**BRANO DEL TESTO:**
● ● ● ● ● ● ●

Le prossime elezioni europee si incaricheranno di “illuminare” la strada che Vendola e compagni intraprenderanno. La parte meno spregiudicata di Sel vorrebbe formare liste unitarie di una sinistra ampia e ricomposta per Tsipras. Ma perderà. La maggioranza, ben più attenta alle ricadute sul progetto politico domestico, vuole sostenere il Pse e la candiadatura di Martin Schulz.
“Quando sarà il momento Sel si scioglierà in qualcosa d’altro”: Vendola lo aveva detto, apertis verbis, sin dalla scissione da Rifondazione comunista e dalla costituzione della nuova formazione, destinata a non essere l’approdo finale dei fuoriusciti. Tra quindici giorni, nell’ormai prossimo congresso fisserà le nuove tappe. L’avvicinamento al Pd aveva visto una tappa decisiva con la Lettera dei democratici e dei riformisti, summa politica di un programma liberista, di impronta blairiana, infarcita di ideologia interclassista. Poi la battuta d’arresto, imprevista, conseguente alla scelta del Pd di formare il governo delle “larghe intese” con Berlusconi, svolta che rendeva insostenibile la coabitazione al governo con la destra anticostituzionale e paragolpista. Così Sel, suo malgrado, fu costretta a sedere sui banchi dell’opposizione. Ma ora, l’avvento di Renzi e – soprattutto – lo sguardo preoccupato ai sondaggi che danno Sel in progressivo calo di consensi e al di sotto della soglia di sbarramento, fa riprendere slancio al rendez vous provvisoriamente rinviato col Pd. Perché l’obiettivo della rappresentanza parlamentare prevale, nel partito di Nichi, su ogni altra considerazione.

● ● ● ● ● ● ●

**DESCRIZIONE DEL PROBLEMA:**
Per favore, prosegui il brano su Sel e il suo avvicinamento al Pd, riprendendo subito dopo l'ultima frase.

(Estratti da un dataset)

● ● ● ● ● ● ●

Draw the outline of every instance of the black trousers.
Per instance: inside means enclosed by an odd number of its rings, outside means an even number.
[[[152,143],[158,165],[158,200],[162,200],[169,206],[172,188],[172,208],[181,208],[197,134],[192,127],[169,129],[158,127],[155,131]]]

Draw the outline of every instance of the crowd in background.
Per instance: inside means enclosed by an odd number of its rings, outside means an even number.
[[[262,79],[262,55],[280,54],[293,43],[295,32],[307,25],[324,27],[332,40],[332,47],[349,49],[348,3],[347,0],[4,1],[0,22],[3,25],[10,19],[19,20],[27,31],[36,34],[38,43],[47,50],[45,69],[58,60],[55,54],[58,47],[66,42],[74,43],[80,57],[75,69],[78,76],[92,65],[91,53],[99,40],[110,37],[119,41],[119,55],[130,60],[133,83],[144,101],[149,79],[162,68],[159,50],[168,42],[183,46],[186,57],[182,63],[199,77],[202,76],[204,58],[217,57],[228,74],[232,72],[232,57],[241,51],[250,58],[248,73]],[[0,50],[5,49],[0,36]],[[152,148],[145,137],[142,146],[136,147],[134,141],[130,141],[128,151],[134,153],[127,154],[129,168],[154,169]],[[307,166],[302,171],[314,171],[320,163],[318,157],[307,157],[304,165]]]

● ● ● ● ● ● ●

**RISPOSTA:**
Il congresso che si svolgerà dal 26 gennaio definirà la road map del percorso che dovrebbe portare, a fine tragitto, alla costituzione di una “federazione democratica”. Nelle stesse file del Pd si fa largo l’ipotesi che la mossa di Stefano Fassina di lasciare il governo e guidare una opposizione dentro il partito, miri a un “correntone” irrobustito da Sel. Nel gruppo dirigente più ristretto di Sel questa è del resto l’ipotesi più gettonata, come non perde occasione di esplicitare Gennaro Migliore, il capogruppo alla Camera che osserva come “i migliori risultati noi li abbiamo ottenuti quando siamo stati in un campo unitario del centrosinistra”. E non è certo un mistero che l’idea di una confluenza nel calderone democratico, sia pure mascherata da qualche acrobazia politicista, sia molto più che una tentazione nel “cerchio magico” del segretario.
Le prossime elezioni europee si incaricheranno di “illuminare” la strada che Vendola e compagni intraprenderanno. La parte meno spregiudicata di Sel vorrebbe formare liste unitarie di una sinistra ampia e ricomposta per Tsipras. Ma perderà. La maggioranza, ben più attenta alle ricadute sul progetto politico domestico, vuole sostenere il Pse e la candiadatura di Martin Schulz.